- EXCERPTED PASSAGE

In this manner, those who care are weeded out, leaving only those who don’t care whose sole ambition is to do as little as possible to get by and cling on long enough to vest stock options or retirement benefits.

Since training fell apart long ago, when the old timers retire their replacements don’t know enough to keep things operational. The replacements think they know enough from studying textbooks and sitting through training videos, but once something happens that isn’t entirely routine, the holes in their experience become visible, and they are soon calling the retired workers begging for advice.

Those who care soon realize the hopelessness of keeping the ship afloat and they leave to avoid the misery of collapse. Those who are left are those who don’t care: when the whole mess stops functioning, they’ll walk with whatever they can salvage and move on.

Should a competent manager be appointed, it’s too late. The middle managers and operationally critical staffers needed to reverse the decay have already left, leaving only those who over-estimate their experience and competence and those who pretend to care and pretend to work.

- WHAT YOU HAVE TO DO
In the passage on organizational decay, why is it too late once a competent manager is appointed? Answer in one to three sentences. The entries that follow come from a separate source.

- DATA LINES
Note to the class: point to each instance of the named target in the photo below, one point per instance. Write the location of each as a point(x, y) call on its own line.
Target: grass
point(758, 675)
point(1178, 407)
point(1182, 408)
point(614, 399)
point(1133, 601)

* * *

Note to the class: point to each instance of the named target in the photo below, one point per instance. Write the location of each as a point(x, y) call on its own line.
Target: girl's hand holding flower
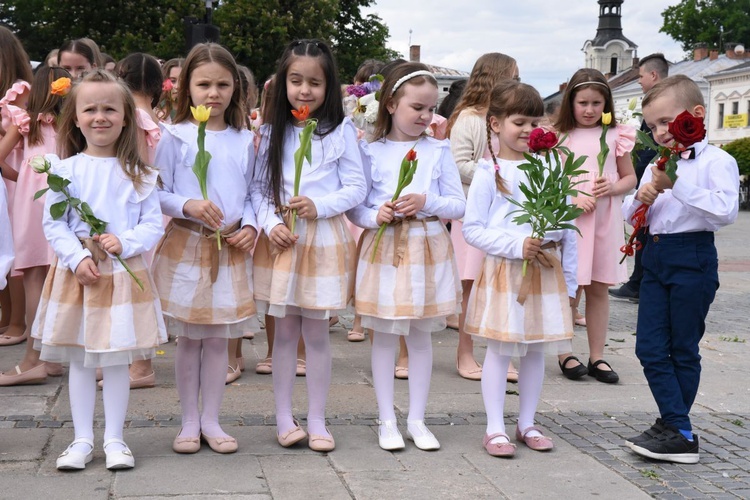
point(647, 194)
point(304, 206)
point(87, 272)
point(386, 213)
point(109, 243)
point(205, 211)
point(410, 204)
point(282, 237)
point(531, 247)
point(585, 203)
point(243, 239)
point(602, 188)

- RESULT OF THE TASK
By then, the middle managers and operationally critical staffers needed to reverse the decay have already left. Only those who overestimate their experience and competence and those who pretend to care and pretend to work remain.